(Beginning of Excerpted data)

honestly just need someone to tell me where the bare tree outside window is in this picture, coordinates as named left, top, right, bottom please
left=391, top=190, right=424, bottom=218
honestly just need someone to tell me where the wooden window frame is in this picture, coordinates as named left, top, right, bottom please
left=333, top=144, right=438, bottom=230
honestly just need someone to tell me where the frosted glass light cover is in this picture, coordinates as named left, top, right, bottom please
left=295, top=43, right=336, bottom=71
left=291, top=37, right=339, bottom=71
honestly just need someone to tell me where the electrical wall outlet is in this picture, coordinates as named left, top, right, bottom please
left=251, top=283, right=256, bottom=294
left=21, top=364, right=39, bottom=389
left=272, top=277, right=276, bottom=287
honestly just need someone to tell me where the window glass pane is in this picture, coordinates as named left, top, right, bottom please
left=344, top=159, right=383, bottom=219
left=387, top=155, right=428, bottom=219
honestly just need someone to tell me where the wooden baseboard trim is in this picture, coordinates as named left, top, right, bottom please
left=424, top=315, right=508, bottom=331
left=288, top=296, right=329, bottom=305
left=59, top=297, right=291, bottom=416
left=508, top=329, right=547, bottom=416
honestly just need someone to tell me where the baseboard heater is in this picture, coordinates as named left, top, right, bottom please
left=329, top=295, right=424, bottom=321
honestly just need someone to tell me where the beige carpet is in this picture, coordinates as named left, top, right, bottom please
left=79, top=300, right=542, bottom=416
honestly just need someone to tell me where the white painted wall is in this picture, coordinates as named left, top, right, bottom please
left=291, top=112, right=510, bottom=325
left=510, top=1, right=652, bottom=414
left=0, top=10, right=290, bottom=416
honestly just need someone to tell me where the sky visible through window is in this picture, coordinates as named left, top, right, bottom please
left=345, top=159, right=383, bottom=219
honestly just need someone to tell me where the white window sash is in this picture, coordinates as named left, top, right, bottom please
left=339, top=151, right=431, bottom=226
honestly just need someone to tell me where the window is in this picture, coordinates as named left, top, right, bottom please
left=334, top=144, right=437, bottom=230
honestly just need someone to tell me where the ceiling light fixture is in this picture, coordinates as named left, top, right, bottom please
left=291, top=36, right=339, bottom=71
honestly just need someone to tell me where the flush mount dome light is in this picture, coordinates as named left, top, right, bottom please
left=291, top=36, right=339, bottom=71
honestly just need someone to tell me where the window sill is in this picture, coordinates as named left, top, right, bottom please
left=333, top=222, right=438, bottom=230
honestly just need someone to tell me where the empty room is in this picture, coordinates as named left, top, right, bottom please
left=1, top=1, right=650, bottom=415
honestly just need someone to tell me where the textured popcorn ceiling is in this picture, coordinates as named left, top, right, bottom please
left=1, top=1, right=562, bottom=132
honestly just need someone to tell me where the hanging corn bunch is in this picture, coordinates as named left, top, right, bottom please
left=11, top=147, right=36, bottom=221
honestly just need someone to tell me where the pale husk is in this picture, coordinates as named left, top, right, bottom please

(End of Excerpted data)

**Exercise details**
Print the records once more, exactly as written.

**Written response**
honestly just need someone to tell me where the bare tree outside window is in this picture, coordinates as named left, top, right, bottom please
left=391, top=190, right=424, bottom=218
honestly just need someone to tell me where the wooden window frame is in this picture, coordinates as named left, top, right, bottom please
left=333, top=144, right=438, bottom=230
honestly just need someone to tell me where the frosted glass light cover is in this picture, coordinates as named left, top, right, bottom please
left=295, top=43, right=336, bottom=71
left=291, top=37, right=339, bottom=71
honestly just need someone to tell me where the electrical wall outlet is in this picture, coordinates as named left, top, right, bottom please
left=251, top=283, right=256, bottom=294
left=21, top=364, right=39, bottom=389
left=272, top=277, right=276, bottom=287
honestly just need someone to tell me where the window glass pane is in this picture, coordinates as named left, top, right, bottom please
left=344, top=159, right=383, bottom=219
left=387, top=155, right=428, bottom=219
honestly just need someone to tell me where the wooden baseboard trim is in this picture, coordinates as named left, top, right, bottom please
left=424, top=315, right=508, bottom=331
left=288, top=296, right=329, bottom=305
left=59, top=297, right=291, bottom=416
left=508, top=329, right=547, bottom=416
honestly just need someone to tell me where the baseboard heater is in this picture, coordinates as named left, top, right, bottom please
left=329, top=295, right=424, bottom=321
honestly just need someone to tell me where the beige carpet is in this picture, coordinates as named left, top, right, bottom please
left=79, top=300, right=542, bottom=416
honestly just need someone to tell me where the white painted wall is in this picture, coordinates as named left, top, right, bottom please
left=291, top=112, right=510, bottom=325
left=510, top=1, right=652, bottom=414
left=0, top=10, right=290, bottom=416
honestly just need someone to tell me where the sky visible through window is in this picture, coordinates as named left, top, right, bottom please
left=345, top=159, right=383, bottom=219
honestly just need someone to tell me where the white window sash is in this picture, coordinates as named left, top, right, bottom please
left=339, top=151, right=431, bottom=226
honestly just need someone to tell me where the window is in this picture, coordinates as named left, top, right, bottom please
left=334, top=144, right=437, bottom=230
honestly just need someone to tell me where the ceiling light fixture is in this picture, coordinates as named left, top, right, bottom please
left=291, top=36, right=339, bottom=71
honestly just need someone to tell me where the flush mount dome light is in this picture, coordinates as named left, top, right, bottom please
left=291, top=36, right=339, bottom=71
honestly just need someone to tell me where the window sill is in this picture, coordinates as named left, top, right, bottom please
left=333, top=222, right=438, bottom=230
honestly just need someone to tell me where the empty room is in this picture, coordinates as named left, top, right, bottom please
left=1, top=1, right=650, bottom=415
honestly just need someone to tell me where the textured popcorn ceiling is in this picture, coordinates as named left, top, right, bottom please
left=1, top=1, right=562, bottom=132
honestly just need someone to tell me where the hanging corn bunch is in this picture, coordinates as named left, top, right, bottom please
left=11, top=147, right=36, bottom=221
honestly just need someone to tell me where the pale husk is in this picture, coordinates as named left, top, right, bottom please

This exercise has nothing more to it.